* Given instruction
From the data file below, pull out every line that contains the string "head". Copy each of those lines without changes.

==== Entries shown

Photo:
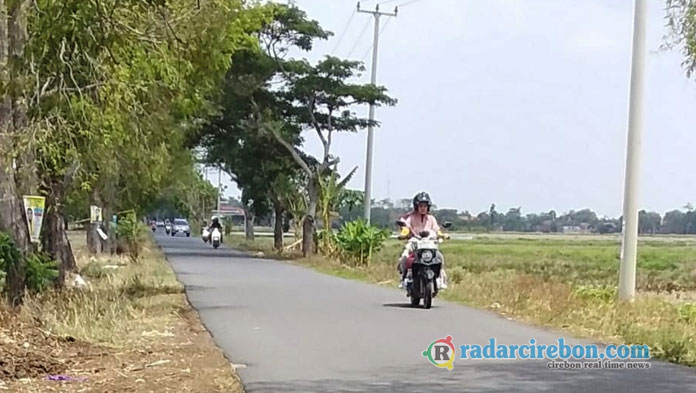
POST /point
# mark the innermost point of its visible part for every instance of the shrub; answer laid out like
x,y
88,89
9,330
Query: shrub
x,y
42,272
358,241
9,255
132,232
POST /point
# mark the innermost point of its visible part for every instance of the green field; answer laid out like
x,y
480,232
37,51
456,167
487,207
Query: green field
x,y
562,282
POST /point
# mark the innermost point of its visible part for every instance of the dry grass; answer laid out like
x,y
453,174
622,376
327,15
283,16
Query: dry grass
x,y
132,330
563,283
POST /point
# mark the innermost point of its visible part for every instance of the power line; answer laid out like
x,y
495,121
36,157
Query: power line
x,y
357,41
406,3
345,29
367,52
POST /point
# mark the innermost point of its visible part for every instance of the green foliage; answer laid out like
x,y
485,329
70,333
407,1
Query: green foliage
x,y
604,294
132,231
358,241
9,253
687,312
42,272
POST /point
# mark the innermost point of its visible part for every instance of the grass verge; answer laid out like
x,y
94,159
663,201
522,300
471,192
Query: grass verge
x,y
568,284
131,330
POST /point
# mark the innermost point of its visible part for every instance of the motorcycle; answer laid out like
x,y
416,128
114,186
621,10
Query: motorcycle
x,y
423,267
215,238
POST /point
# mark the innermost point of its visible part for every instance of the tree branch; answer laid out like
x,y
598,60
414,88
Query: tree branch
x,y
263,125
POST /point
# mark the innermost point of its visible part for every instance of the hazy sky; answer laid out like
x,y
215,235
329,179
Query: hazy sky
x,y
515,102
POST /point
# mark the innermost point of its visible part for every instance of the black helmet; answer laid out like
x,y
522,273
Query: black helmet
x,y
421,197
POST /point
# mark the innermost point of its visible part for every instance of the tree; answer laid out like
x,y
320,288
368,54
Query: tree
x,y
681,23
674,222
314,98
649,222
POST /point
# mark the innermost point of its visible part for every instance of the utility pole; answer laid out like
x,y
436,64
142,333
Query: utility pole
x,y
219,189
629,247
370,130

========
==== Entries shown

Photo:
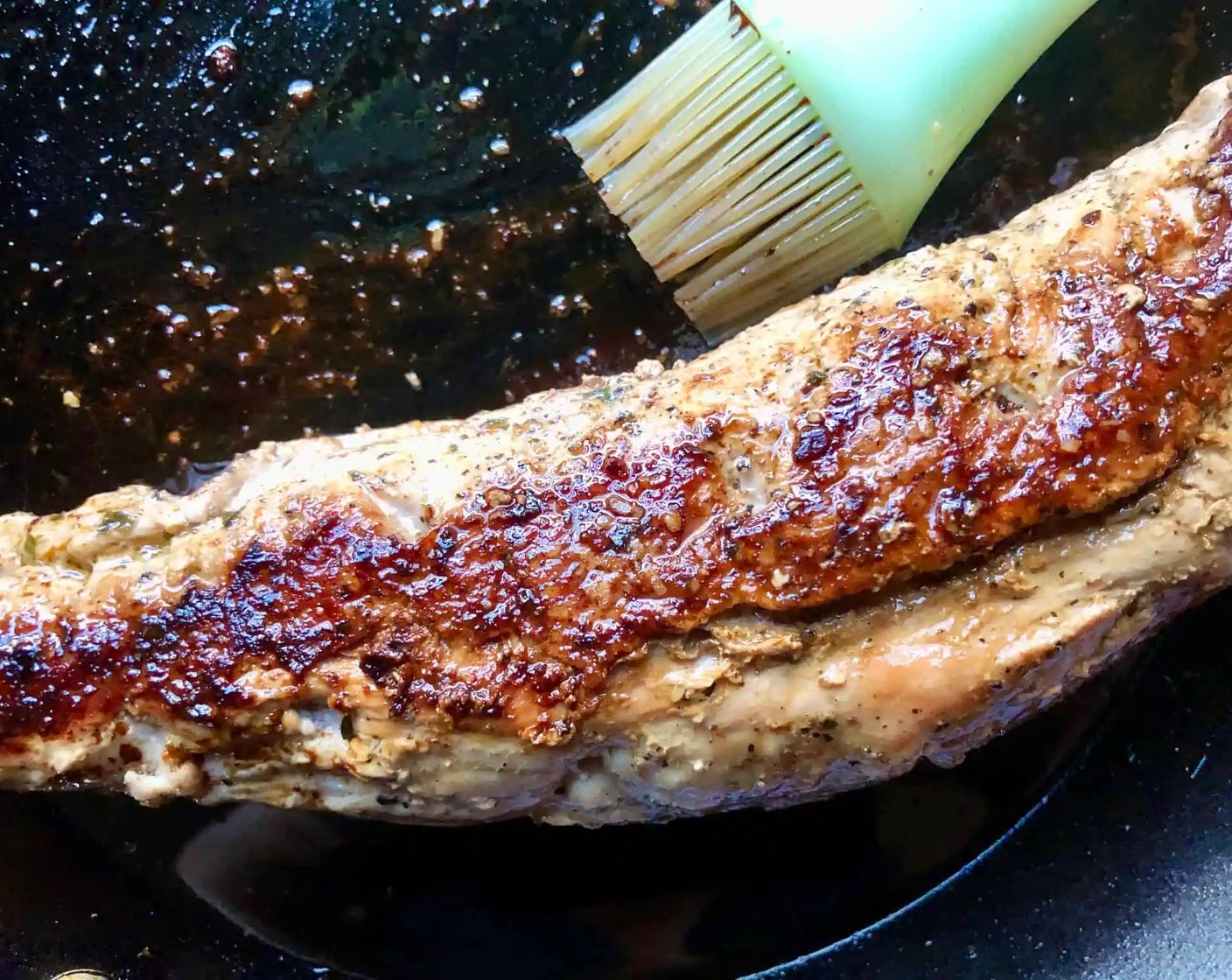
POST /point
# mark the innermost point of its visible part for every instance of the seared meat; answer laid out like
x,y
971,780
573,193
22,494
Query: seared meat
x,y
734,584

========
==== Entries shown

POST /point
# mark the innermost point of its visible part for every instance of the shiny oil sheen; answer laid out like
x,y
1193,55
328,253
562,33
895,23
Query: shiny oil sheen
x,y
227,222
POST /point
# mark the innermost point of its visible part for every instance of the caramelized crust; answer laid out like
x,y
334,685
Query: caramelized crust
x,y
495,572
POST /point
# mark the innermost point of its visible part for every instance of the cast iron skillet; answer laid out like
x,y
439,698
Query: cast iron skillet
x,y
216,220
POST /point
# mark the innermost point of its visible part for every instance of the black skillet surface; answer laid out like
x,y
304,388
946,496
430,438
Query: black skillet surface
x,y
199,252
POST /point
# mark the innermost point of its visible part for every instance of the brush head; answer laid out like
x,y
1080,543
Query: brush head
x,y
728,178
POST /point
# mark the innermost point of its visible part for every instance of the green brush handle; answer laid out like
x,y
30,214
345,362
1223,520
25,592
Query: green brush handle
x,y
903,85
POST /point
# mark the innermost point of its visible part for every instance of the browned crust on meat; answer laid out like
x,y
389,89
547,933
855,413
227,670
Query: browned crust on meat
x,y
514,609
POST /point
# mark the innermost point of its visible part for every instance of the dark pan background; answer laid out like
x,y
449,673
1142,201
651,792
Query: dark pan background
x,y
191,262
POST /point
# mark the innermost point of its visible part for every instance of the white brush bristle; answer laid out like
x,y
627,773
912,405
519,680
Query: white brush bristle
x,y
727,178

========

* Output of the exercise
# mark the innermost point of its visible part for every instance of the brush head; answer laid out like
Query: brush head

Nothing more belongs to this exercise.